Banika Field was a World War II airfield on Mbanika in the Russell Islands in the Solomon Islands. Banika Field was built and supported by Naval Base Banika Island.

History
A US Navy Seebee Naval Construction Battalion began construction for two airfields on Banika Island in February 1943. Renard Field, also called South Field, Yandina, was built is still in use as Yandina Airport. Nearby Banika Field, also called North Field and Sunlight Field was built. Banika Field was had a single coral 4,700-foot by 150-foot runway built for light bombers and fighter planes. Banika Field was completed in June 1943. After the war, Banika Field was abandoned. 

United States Army Air Forces units operating from the base included: 
Flying North American B-25 Mitchells
2nd BG, HQ (B-25]) October 22, 1943–Aug 7, 44 Hollandia
42nd BG, 390th BS (B-25C)  October 21-43–August 22, 1944 
42nd BG, 75th BS (B-25) October 21, 1943–Jan 20, 1944 
42nd BG, 390th BS (B-25)  October 22, 1943–Aug 7, 1944 
42nd BG, 69th BS (B-25)  November 10, 1943–February 19, 1944 

US Navy operating from the base included:
Special Task Air Group One (STAG-1) (TDR-1 Attack Drone) 
Base LVT Repair Component E20 #1

United States Marine Corps (USMC)
MAG-21 HQ March 1943 - ?

——

» **Goal 1**
Copy the rows word for word, from the line containing "Could you please put a dot on the tractor" through the line containing "Could you please put a dot on the green", including both of those lines.

» **Data supplied**
——

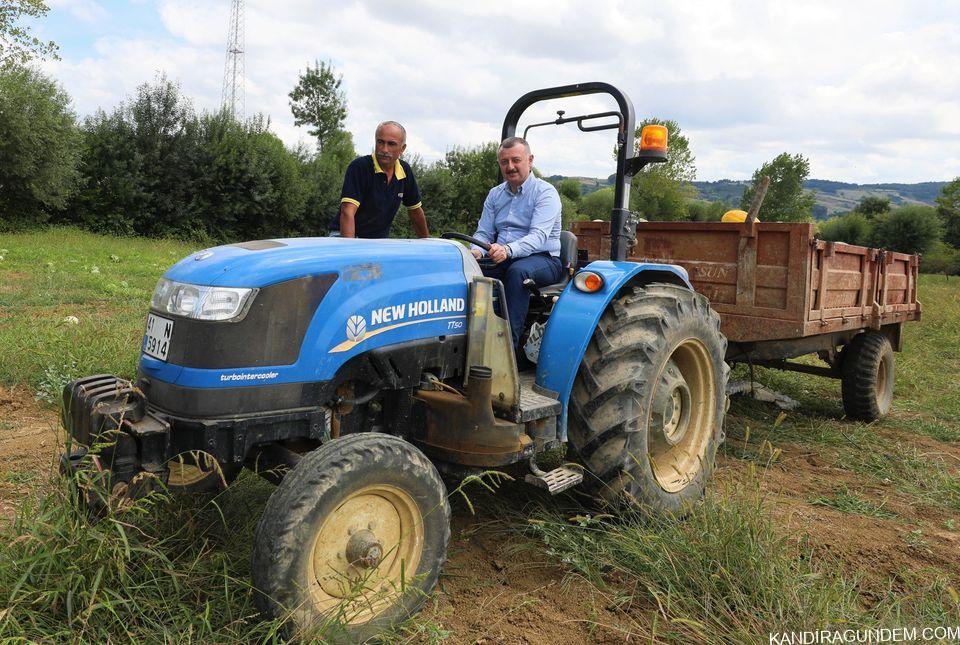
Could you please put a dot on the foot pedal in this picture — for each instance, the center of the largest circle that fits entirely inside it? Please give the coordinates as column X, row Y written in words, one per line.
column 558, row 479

——

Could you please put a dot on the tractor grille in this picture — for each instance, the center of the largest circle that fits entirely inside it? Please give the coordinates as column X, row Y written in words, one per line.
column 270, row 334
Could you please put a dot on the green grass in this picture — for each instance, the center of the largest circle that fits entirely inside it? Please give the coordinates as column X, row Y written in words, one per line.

——

» **Goal 2**
Shorten the paragraph of the Banika Field text that begins "Banika Field was a World War II airfield" to a single sentence that keeps its main facts.

» **Task response 1**
Could you please put a dot on the tractor grille in this picture — for each instance, the center of the largest circle that fits entirely inside it? Please give the coordinates as column X, row Y written in words, one per line.
column 270, row 334
Could you please put a dot on the green grass in this picture — for each instance, the center of the largest circle that fits entirely inside it? Please give the coordinates as column X, row Y written in words, one per line.

» **Task response 2**
Banika Field, a World War II airfield on Mbanika in the Russell Islands of the Solomon Islands, was built and supported by Naval Base Banika Island.